Datos:
--

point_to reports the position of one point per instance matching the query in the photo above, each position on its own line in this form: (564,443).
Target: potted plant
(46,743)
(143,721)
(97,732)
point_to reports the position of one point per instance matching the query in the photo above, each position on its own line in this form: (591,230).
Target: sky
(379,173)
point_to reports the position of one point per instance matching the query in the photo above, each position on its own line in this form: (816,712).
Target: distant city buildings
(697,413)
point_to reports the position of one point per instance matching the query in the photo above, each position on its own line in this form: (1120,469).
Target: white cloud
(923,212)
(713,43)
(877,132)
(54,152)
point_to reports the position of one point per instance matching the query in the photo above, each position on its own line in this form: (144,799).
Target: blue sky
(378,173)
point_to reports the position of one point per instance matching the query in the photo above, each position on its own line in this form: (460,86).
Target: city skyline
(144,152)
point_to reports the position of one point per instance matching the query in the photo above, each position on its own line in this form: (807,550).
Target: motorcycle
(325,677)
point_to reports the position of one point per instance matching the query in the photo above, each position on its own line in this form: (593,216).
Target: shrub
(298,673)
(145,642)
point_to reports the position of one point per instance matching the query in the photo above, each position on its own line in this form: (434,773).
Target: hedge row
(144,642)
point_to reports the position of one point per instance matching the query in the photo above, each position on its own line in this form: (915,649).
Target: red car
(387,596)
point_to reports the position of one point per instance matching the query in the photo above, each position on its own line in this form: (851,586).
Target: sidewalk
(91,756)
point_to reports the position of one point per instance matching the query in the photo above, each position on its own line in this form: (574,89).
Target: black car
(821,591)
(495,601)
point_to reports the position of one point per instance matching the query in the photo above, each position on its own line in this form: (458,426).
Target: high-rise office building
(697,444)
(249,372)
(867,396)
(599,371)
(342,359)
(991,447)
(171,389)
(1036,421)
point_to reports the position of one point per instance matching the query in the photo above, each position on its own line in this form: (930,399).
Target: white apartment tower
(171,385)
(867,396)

--

Enunciado de la tarea:
Expresa todas las líneas de los registros anteriores como una lista JSON de cadenas, con una cadena por cada línea y sin incluir las líneas en blanco.

Respuesta correcta:
[
  "point_to reports the position of one point per instance matching the query in the photo above, each position on its own line in this form: (564,443).",
  "Target: potted plant",
  "(46,743)",
  "(143,721)",
  "(97,732)",
  "point_to reports the position of one point per instance matching the query in the photo above, each position on its own line in this form: (591,230).",
  "Target: sky",
  "(379,173)",
  "point_to reports the position of one point per instance matching the query in the photo above, each position on its own line in this form: (816,712).",
  "Target: distant city buildings",
  "(697,413)",
  "point_to reports the position of one point per instance matching the query in the photo above, each position on its own line in this form: (1120,469).",
  "Target: white cloud",
  "(923,212)",
  "(713,43)",
  "(877,132)",
  "(54,152)",
  "point_to reports the position of one point per instance matching the query in the photo above, each position on its own line in this form: (144,799).",
  "Target: blue sky",
  "(378,173)",
  "point_to reports the position of one point per instance matching the query in the photo above, each position on its own line in this form: (460,86).",
  "Target: city skyline",
  "(144,152)",
  "point_to reports the position of one point per instance matching the query in the photo above, each position on its own line in this form: (807,550).",
  "Target: motorcycle",
  "(325,677)",
  "point_to reports the position of one point per instance matching the query in the photo above, each position on its own line in this form: (593,216).",
  "Target: shrub",
  "(298,673)",
  "(145,642)",
  "point_to reports the position of one point per instance matching the query in the photo above, each position on its own line in this form: (434,773).",
  "Target: hedge row",
  "(144,642)",
  "point_to reports the position of one point per instance matching the query in the photo above, each position on its own line in this form: (915,649).",
  "Target: red car",
  "(387,596)",
  "point_to reports the position of one point per instance matching the query in the photo above, each position on its own line in this form: (851,586).",
  "Target: sidewalk",
  "(91,756)",
  "point_to reports the position of one point per instance matching the query in the photo above, each position on its own line in this form: (574,89).",
  "Target: black car",
  "(821,591)",
  "(495,601)",
  "point_to reports the position of one point per instance matching the query in the photo above, each position on its own line in this form: (458,426).",
  "Target: high-rise office building",
  "(697,444)",
  "(249,372)",
  "(867,396)",
  "(599,371)",
  "(342,359)",
  "(991,447)",
  "(171,389)",
  "(1036,421)",
  "point_to reports the position of one point per instance matching the query in the photo above, each position on its own line in this form: (930,399).",
  "Target: white apartment tower",
  "(171,385)",
  "(867,396)"
]